Yazılı istek 1: Aşağıdaki satırlarda "Give the innermost point of each instance of the scattered" ifadesinin geçtiği satırla başlayıp satırların sonuyla biten bölümü, iki ucu da dahil olmak üzere, hiç değiştirmeden geri verin.

Kaynaktan alıntı:
Batı Almanya Başbakanı Willy Brandt 1970’te Varşova Gettosu Anıtı önünde diz çökerek Yahudilerden özür dilemişti

Günter Grass, kendi Nazi geçmişinden bir sohbetinde şöyle söz eder:

1945 yılında ben 17 yaşındaydım. O dönemdeki Nazi ideolojisinin etkisi altında kalmıştım.
12 yıl boyunca Nasyonal Sosyalistler’in tüm dünyaya yaşattığı vahşetin gerçekliğini kabul etmedim.
Olanları inkâr ettim.
‘Almanlar böyle bir şey yapmış olamazlar’ dedim.
Sonra resimler görmeye başladım. Ölüm kamplarından gelen resimler...
Cesetler büyük dağlar halinde yığılmıştı.
Ama yine de “Benim Almanyam böyle bir şey yapmış olamaz” diye düşünüyordum.
Her şeyin bir propaganda olduğuna inanmak istedim.
Ondan sonra yavaş yavaş da olsa, bunun gerçek bir vahşet olduğunu kabul etmek zorunda kaldık. Benim neslim ve benden sonraki nesil için bu hiç de kolay olmadı. Bu konularla yeniden yüzleşmek büyük zorluklarla oldu.
Ama bu gerçekleşti.
Almanya’da bu zorlu iş yapılabildi.
Uzun süre yaşananlar Almanya’da da kabul edilmedi. Başkaları ‘hayır’ dedi.
Ama geçmiş her zaman karşımıza çıktı...
“Geçmişi çok tartıştık, yeter artık, ileriye bakalım” diyenler de oldu Almanya’da.
Böyle bir yaklaşıma çok temkinli bakmak gerekiyor.
Şöyle bir olayı hatırlatmak istiyorum.
Yıl 1970.
Willy Brandt  Batı Almanya Başbakanı olarak Varşova’ya gitmişti.
O seyahatte kendisine ben de eşlik etmiştim.
Willy Brandt, binlerce Polonyalının, binlerce kişinin ölüm kamplarında götürüldükleri noktada diz çöktü ve özür diledi. Bu diz çökme jesti Almanya’da büyük tepkilere yol açtı.
Ama diğer tarafta Polonya’da büyük bir rahatlamayla kabul gördü. İlk kez bir Alman, resmi bir şekilde Polonyalılardan özür diliyordu. (***)

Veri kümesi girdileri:
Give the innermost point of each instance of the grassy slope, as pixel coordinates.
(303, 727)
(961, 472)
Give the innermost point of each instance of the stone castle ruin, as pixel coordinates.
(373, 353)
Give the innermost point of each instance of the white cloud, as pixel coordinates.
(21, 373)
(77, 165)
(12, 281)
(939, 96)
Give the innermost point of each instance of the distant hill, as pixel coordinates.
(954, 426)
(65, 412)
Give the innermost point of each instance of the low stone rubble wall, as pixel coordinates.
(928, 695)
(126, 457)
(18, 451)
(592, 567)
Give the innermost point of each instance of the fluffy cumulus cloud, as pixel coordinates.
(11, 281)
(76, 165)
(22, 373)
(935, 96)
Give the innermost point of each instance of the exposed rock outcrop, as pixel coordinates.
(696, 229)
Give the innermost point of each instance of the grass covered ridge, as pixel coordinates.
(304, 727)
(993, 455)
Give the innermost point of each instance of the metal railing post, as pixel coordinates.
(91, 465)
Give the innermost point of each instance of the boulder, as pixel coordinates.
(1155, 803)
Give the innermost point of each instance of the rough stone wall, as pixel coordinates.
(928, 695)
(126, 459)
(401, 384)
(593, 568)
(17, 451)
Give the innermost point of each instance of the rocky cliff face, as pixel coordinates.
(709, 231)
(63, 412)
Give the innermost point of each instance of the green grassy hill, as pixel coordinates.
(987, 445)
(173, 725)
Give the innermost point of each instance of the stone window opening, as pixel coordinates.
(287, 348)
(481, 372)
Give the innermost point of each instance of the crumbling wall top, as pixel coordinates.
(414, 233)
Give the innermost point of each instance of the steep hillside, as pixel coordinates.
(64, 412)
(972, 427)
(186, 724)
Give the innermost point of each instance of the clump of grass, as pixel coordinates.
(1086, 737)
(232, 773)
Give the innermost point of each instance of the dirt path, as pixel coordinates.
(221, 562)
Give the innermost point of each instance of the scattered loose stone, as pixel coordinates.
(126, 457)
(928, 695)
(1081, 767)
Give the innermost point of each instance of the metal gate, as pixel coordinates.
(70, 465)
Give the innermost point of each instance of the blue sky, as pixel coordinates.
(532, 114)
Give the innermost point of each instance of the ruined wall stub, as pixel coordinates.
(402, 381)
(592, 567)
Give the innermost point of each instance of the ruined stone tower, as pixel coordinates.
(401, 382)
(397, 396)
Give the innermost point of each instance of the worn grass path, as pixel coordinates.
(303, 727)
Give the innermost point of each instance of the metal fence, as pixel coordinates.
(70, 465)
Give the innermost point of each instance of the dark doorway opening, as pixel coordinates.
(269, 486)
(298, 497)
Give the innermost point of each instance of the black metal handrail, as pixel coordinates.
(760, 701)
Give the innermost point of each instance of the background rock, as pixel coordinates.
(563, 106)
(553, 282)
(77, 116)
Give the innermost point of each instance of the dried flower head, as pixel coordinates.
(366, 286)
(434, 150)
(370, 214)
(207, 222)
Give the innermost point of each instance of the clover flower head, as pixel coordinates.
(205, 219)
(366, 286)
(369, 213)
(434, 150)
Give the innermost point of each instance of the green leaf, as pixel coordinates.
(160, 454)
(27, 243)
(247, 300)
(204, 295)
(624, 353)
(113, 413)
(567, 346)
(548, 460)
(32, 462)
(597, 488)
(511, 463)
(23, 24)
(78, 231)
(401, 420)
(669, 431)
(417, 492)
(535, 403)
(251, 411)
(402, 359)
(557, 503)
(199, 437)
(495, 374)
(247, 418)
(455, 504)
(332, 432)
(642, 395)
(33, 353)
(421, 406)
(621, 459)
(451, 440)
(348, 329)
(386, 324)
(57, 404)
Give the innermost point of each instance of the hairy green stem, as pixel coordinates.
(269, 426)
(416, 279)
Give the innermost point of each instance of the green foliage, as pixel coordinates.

Yazılı istek 2: Lütfen Willy Brandt'ın Varşova'da diz çöküşünü anlatan yukarıdaki metni kaldığı yerden sürdürün.

Yanıt 1:
Give the innermost point of each instance of the scattered loose stone, as pixel coordinates.
(126, 457)
(928, 695)
(1081, 767)
Give the innermost point of each instance of the metal gate, as pixel coordinates.
(70, 465)
Give the innermost point of each instance of the blue sky, as pixel coordinates.
(532, 114)
Give the innermost point of each instance of the ruined wall stub, as pixel coordinates.
(402, 381)
(592, 567)
Give the innermost point of each instance of the ruined stone tower, as pixel coordinates.
(401, 382)
(397, 396)
Give the innermost point of each instance of the worn grass path, as pixel coordinates.
(303, 727)
Give the innermost point of each instance of the metal fence, as pixel coordinates.
(70, 465)
Give the innermost point of each instance of the dark doorway opening, as pixel coordinates.
(269, 486)
(298, 497)
Give the innermost point of each instance of the black metal handrail, as pixel coordinates.
(760, 701)
Give the innermost point of each instance of the background rock, as pixel coordinates.
(563, 106)
(553, 282)
(77, 116)
Give the innermost point of each instance of the dried flower head, as pixel coordinates.
(366, 286)
(434, 150)
(370, 214)
(207, 222)
Give the innermost point of each instance of the clover flower head, as pixel coordinates.
(205, 219)
(366, 286)
(369, 213)
(434, 150)
Give the innermost point of each instance of the green leaf, as pixel coordinates.
(160, 454)
(27, 243)
(247, 300)
(204, 295)
(624, 353)
(113, 413)
(567, 346)
(548, 460)
(32, 462)
(597, 488)
(511, 463)
(23, 24)
(78, 231)
(401, 420)
(669, 431)
(417, 492)
(535, 403)
(251, 411)
(402, 359)
(557, 503)
(199, 437)
(495, 374)
(247, 418)
(455, 504)
(332, 432)
(642, 395)
(33, 353)
(421, 406)
(621, 459)
(451, 440)
(348, 329)
(386, 324)
(57, 404)
Give the innermost point of each instance of the hairy green stem, as pixel coordinates.
(269, 426)
(416, 279)
Give the innermost point of each instance of the green foliage, as pixel coordinates.

Yanıt 2:
Ben kendimi soğan gibi soyabildim'

 

Günter Grass ve Batı Almanya Şansölyesi Willy Brandt (1972)

Günter Grass kendi geçmişiyle, kendi ülkesinin tarihiyle hesaplaşırken sözü İstanbul’da, 2010 yılı baharında 1915’e, Ermeni Soykırımı’na getirerek şöyle demişti:    
“Ben geçmişimin gerçeğine bakabildim; gözlerimi yaşartsa da, kendimi soğan gibi soyabildim; siz de kendi tarihinizle, Ermenilerin bu topraklarda yaşadıklarıyla yüzleşebilmelisiniz.”
Şöyle devam etmişti aynı sohbette:
“Geçmiş tecrübelerimden bir ülkenin tarihiyle yüzleşmesinin ne kadar zor olduğunu çok iyi biliyorum. Onun için söylediklerimi rahat ve çok hafif bir şeymiş gibi söylemiyorum. Türkiye kendi tarihiyle yüzleşmelidir. Almanya bunu başardı. Türkiye’nin de bu süreci başaracak güçte olduğunu düşünüyorum. Bu, Avrupa’ya gidecek yoldaki ilk ve en önemli adımdır.”

Günter Grass 2010’da neler söylemiş?
Türkiye bugün nerede?
Ben de oturmuş neler yazıyorum?
Ne kadar hazin değil mi?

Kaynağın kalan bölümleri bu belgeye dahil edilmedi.